**Passage for review:**
On effective management:
18.29%: the portion of the area covered by protected areas where management effectiveness assessments have been conducted (and many likely do not meet standards for full effectiveness).
59: Protected and conserved areas meeting the criteria for the IUCN Green List, the global standard for effective and equitable area-based conservation. The Green List Standard measures the performance of protected and conserved areas in terms of governance, management and conservation outcomes.
On protected and conserved area equity:
The conservation efforts of indigenous peoples, local communities and private individuals and organisations are undervalued and under-reported, despite the extensive contributions of these groups.
25-33%: existing estimates of portion of the world’s land owned or governed by indigenous peoples and local communities, with the majority in good ecological condition.
There needs to be greater recognition of their conservation role of these areas, with improved reporting of protected and conserved areas with their custodians’ consent.
Success story: In Oceania, as across much of the world, indigenous peoples and local communities are leaders in conservation. Most protected and conserved areas in Oceania are territories and areas conserved by indigenous peoples and local communities.

**Supplied information:**
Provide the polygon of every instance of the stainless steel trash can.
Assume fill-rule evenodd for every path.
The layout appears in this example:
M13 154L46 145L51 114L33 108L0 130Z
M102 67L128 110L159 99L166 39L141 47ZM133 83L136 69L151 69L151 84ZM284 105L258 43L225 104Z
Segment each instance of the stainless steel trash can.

**Prompt 1:** Reproduce the passage from the text on protected and conserved areas that begins at the words "There needs to" and ends after the words "their custodians’ consent.".
**Prompt 2:**
Answer these questions from the text on protected and conserved areas.
(a) What portion of the area covered by protected areas has had management effectiveness assessments?
(b) How many protected and conserved areas meet the criteria for the IUCN Green List?
(c) What share of the world's land is owned or governed by indigenous peoples and local communities, according to existing estimates?
**Prompt 3:** Write the next part of the text on protected and conserved areas, picking up after its final sentence.

**Task output 1:**
There needs to be greater recognition of their conservation role of these areas, with improved reporting of protected and conserved areas with their custodians’ consent.

**Task output 2:**
(a) 18.29%
(b) 59
(c) 25-33%

**Task output 3:**
It is challenging to monitor the equitable governance of protected and conserved areas. Indicators and reporting need to improve over the next decade, to ensure that local people share fairly in the benefits from protected and conserved areas and are not disproportionately affected by any negative impacts. This includes enabling the equitable participation of women and other marginalised groups in decision making.
Success story: In the Matengo territory, Tanzania, an area of mountain ridge ntambo, steep slopes and open forest, the Sengu governing authority oversees a traditional cultivation technique, ngolo. This controls soil erosion, restores soil fertility and conserves the forest while allowing for livelihood improvement through the cultivation of coffee.
Looking ahead to the new set of global nature targets due to be agreed under the post-2020 global biodiversity framework later this year, the Protected Planet Report highlights key opportunities based on lessons from the last 10 years:
- As well as designating new protected areas, there is vast potential in recognising more protected and conserved areas through accounting for the existing efforts of indigenous peoples, local communities, and private individuals and organisations. This includes supporting these areas in ways deemed appropriate by their custodians, recognising their rights and responsibilities.
- Particular efforts are needed to expand marine protected and conserved areas beyond coastal waters, including in areas beyond national jurisdiction.
- New protected and conserved areas can be more effective if they are designated where they will complement the existing network by enhancing connectivity, ecological representation, and/or coverage of areas important for biodiversity and nature’s contributions to people.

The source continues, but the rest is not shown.